GOAL: Could you give the stretch from the line containing "In this picture, where can the sky" through the line containing "x=542, y=371" again with "Wanted" changed to "Requested" and nothing else altered? Omit the pictures from your answer.

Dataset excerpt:
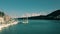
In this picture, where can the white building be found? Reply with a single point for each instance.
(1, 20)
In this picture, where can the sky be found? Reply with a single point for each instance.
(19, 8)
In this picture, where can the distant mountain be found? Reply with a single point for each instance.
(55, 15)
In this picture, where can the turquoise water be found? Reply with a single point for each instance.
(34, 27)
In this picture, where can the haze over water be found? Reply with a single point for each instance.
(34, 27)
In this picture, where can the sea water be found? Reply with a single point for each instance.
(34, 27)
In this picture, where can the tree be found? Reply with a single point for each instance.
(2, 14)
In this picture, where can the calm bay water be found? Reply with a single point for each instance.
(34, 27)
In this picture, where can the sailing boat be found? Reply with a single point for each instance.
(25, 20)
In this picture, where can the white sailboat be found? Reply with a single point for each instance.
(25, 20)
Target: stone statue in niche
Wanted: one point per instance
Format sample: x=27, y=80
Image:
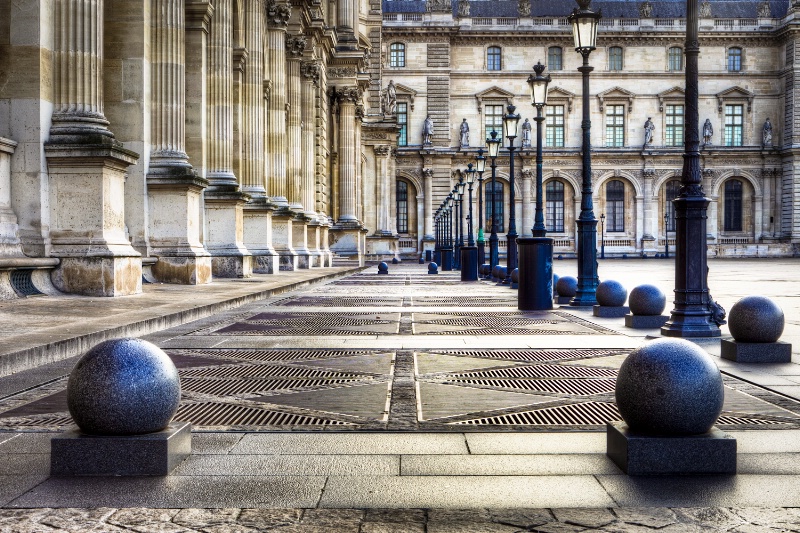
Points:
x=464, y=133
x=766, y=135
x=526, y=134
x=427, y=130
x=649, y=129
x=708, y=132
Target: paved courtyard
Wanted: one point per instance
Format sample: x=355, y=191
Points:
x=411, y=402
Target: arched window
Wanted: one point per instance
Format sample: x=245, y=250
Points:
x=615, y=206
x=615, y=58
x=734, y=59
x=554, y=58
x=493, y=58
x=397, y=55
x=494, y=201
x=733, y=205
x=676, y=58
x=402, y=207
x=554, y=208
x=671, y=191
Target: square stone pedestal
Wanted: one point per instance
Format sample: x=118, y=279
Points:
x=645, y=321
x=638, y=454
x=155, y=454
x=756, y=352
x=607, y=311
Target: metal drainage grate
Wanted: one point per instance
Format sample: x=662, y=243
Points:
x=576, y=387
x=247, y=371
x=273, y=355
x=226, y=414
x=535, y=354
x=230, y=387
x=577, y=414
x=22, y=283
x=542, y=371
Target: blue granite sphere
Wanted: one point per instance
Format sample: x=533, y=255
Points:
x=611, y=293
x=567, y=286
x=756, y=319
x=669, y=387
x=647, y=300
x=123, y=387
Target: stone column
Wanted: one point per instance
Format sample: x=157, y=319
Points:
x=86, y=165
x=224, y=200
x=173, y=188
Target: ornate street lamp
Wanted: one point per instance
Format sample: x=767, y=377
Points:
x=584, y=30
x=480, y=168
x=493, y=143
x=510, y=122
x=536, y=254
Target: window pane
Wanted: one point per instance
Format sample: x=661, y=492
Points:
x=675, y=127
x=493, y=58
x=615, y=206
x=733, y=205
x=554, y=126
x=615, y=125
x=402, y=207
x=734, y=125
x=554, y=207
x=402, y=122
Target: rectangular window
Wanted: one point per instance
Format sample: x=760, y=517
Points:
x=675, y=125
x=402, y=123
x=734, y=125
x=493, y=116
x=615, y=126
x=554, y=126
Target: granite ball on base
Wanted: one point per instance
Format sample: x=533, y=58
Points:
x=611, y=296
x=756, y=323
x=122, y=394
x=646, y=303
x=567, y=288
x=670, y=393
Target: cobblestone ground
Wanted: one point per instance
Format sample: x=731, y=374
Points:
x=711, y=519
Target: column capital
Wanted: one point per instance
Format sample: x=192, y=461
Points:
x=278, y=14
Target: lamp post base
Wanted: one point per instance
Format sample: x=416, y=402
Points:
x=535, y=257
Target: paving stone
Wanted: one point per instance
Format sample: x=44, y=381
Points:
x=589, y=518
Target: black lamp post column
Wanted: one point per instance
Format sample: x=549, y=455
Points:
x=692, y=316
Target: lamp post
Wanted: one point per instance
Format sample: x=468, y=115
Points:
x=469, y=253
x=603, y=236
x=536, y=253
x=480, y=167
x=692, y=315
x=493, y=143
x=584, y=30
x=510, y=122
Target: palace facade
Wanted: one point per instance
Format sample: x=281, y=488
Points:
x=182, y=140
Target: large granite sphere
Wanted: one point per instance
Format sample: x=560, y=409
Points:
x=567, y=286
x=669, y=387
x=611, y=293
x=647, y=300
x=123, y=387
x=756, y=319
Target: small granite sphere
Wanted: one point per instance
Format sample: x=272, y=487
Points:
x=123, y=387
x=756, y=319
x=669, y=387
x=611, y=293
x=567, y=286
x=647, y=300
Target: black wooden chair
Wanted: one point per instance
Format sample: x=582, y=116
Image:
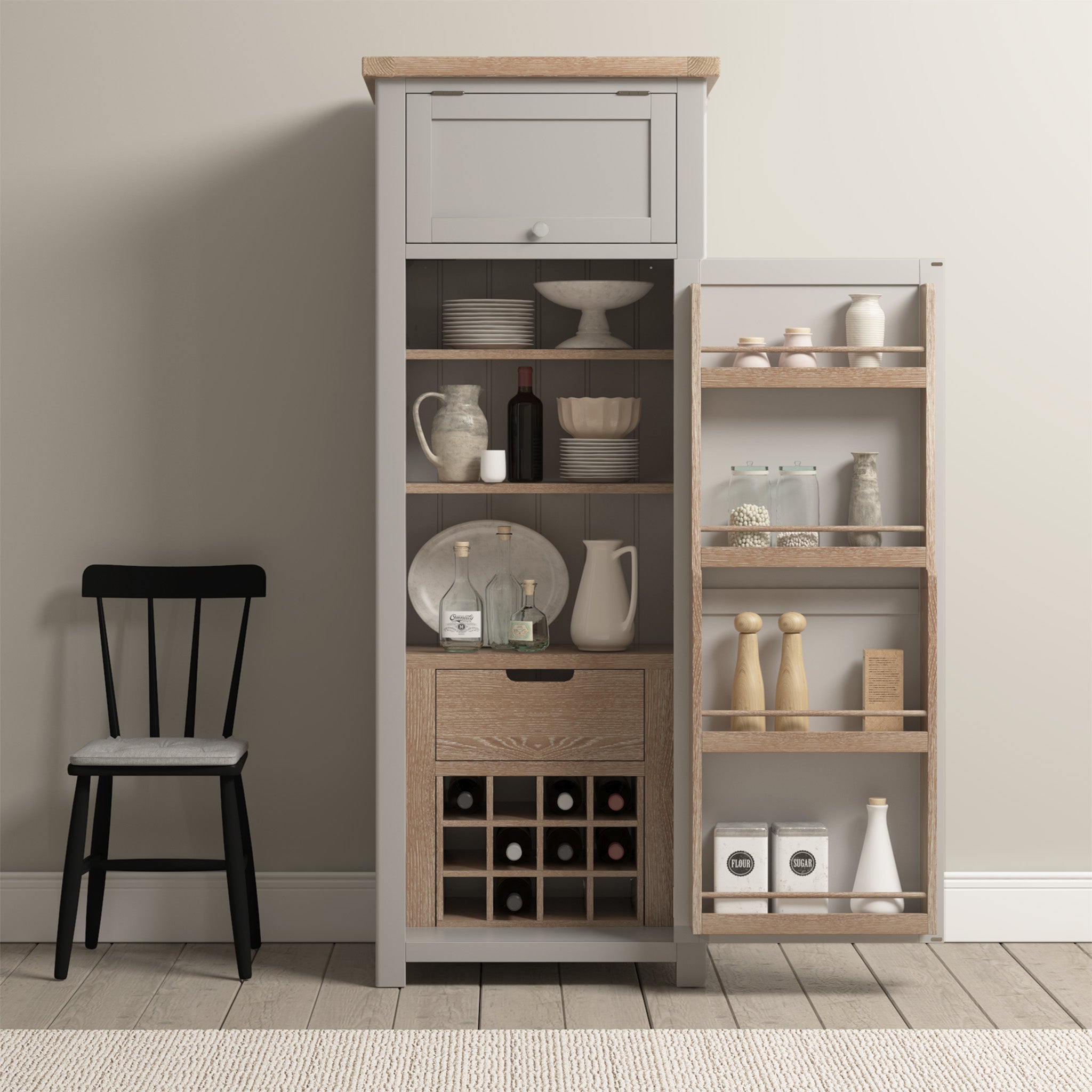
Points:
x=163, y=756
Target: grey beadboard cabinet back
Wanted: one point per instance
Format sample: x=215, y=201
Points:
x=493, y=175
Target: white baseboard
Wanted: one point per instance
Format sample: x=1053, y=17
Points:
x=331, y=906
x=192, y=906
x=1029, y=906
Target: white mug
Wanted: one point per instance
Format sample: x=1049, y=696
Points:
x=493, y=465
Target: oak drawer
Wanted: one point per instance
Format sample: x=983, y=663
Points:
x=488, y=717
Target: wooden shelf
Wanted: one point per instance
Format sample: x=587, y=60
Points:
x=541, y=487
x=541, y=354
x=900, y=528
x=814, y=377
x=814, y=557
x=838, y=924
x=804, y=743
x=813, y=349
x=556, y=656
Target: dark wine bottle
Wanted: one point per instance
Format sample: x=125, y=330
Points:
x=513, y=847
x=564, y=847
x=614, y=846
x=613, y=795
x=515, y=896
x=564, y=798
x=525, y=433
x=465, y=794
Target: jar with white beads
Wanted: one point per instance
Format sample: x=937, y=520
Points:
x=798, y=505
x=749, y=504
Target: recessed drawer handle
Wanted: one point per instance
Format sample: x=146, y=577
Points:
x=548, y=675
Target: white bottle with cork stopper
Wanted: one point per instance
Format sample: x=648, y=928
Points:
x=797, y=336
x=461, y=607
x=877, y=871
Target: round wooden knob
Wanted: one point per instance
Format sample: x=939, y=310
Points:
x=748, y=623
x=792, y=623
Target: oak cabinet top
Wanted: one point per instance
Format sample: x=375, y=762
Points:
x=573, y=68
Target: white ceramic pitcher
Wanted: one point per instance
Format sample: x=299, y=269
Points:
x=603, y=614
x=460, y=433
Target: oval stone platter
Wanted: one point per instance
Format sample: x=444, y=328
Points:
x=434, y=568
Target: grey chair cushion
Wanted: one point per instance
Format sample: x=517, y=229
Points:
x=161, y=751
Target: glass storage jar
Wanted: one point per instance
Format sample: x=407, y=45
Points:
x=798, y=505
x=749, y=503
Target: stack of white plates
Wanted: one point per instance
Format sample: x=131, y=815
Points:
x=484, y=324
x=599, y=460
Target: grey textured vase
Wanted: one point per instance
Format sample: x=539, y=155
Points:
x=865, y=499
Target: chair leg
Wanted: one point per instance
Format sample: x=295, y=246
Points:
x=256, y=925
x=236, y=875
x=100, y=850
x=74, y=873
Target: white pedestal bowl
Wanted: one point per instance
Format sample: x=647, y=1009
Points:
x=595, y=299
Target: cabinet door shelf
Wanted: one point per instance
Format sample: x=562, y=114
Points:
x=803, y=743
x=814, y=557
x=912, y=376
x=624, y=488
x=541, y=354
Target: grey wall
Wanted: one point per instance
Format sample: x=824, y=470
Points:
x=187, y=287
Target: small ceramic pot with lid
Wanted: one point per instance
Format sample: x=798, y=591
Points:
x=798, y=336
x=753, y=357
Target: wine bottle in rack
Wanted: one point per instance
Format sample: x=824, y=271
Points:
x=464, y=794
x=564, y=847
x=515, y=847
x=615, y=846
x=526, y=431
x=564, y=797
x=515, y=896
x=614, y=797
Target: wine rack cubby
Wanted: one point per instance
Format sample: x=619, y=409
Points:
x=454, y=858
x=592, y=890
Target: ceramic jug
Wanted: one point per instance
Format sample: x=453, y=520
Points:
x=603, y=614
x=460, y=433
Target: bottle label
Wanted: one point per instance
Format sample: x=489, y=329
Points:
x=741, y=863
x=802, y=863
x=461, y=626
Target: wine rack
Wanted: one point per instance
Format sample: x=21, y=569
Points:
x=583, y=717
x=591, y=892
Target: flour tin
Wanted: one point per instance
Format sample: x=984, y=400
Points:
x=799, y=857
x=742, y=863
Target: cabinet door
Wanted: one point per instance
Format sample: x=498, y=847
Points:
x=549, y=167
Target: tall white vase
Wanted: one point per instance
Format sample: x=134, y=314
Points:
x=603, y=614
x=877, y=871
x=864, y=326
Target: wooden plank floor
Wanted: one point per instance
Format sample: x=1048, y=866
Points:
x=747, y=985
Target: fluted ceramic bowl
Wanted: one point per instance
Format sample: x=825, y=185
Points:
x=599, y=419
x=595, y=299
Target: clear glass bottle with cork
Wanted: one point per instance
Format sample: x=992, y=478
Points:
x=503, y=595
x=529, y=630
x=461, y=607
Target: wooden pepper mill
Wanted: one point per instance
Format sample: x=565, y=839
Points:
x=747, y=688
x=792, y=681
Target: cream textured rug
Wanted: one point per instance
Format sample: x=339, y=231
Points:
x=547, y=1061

THE ANSWER:
In this picture, where can the sky be found? Reply with a single point for each instance.
(19, 8)
In this picture, where can the distant mountain be found? Reply with a single point for each instance.
(55, 15)
In this picture, where can the turquoise water be found? Reply with a single point for each instance.
(34, 27)
In this picture, where can the haze over water be found? Reply with a single point for each instance.
(34, 27)
In this picture, where can the sea water be found? Reply with a single point for each instance.
(34, 27)
In this picture, where can the tree be found? Reply with a single point for each instance.
(2, 14)
In this picture, where can the calm bay water be found? Reply with a single point for each instance.
(34, 27)
In this picture, where can the sailing boat be found? Reply with a single point for each instance.
(25, 20)
In this picture, where can the white sailboat be found? Reply with a single point for each instance.
(25, 20)
Target: stone statue in niche
Requested: one point per instance
Format sample: x=27, y=80
Image:
Points:
x=464, y=133
x=766, y=135
x=526, y=134
x=427, y=130
x=649, y=129
x=708, y=132
Target: paved courtyard
Requested: one point per instance
Format sample: x=355, y=191
Points:
x=411, y=402
Target: arched window
Requested: one point per instance
Format sample: x=245, y=250
Points:
x=615, y=206
x=615, y=58
x=734, y=59
x=554, y=58
x=493, y=58
x=397, y=55
x=494, y=201
x=733, y=205
x=676, y=58
x=402, y=207
x=554, y=208
x=671, y=191
Target: square stone pedestal
Requested: one point per instance
Format sample: x=118, y=279
Points:
x=645, y=321
x=638, y=454
x=155, y=454
x=756, y=352
x=607, y=311
Target: metal drainage grate
Requested: one point per instance
Format sample: x=662, y=243
Points:
x=576, y=387
x=247, y=371
x=273, y=355
x=226, y=414
x=535, y=354
x=230, y=387
x=577, y=414
x=22, y=283
x=542, y=371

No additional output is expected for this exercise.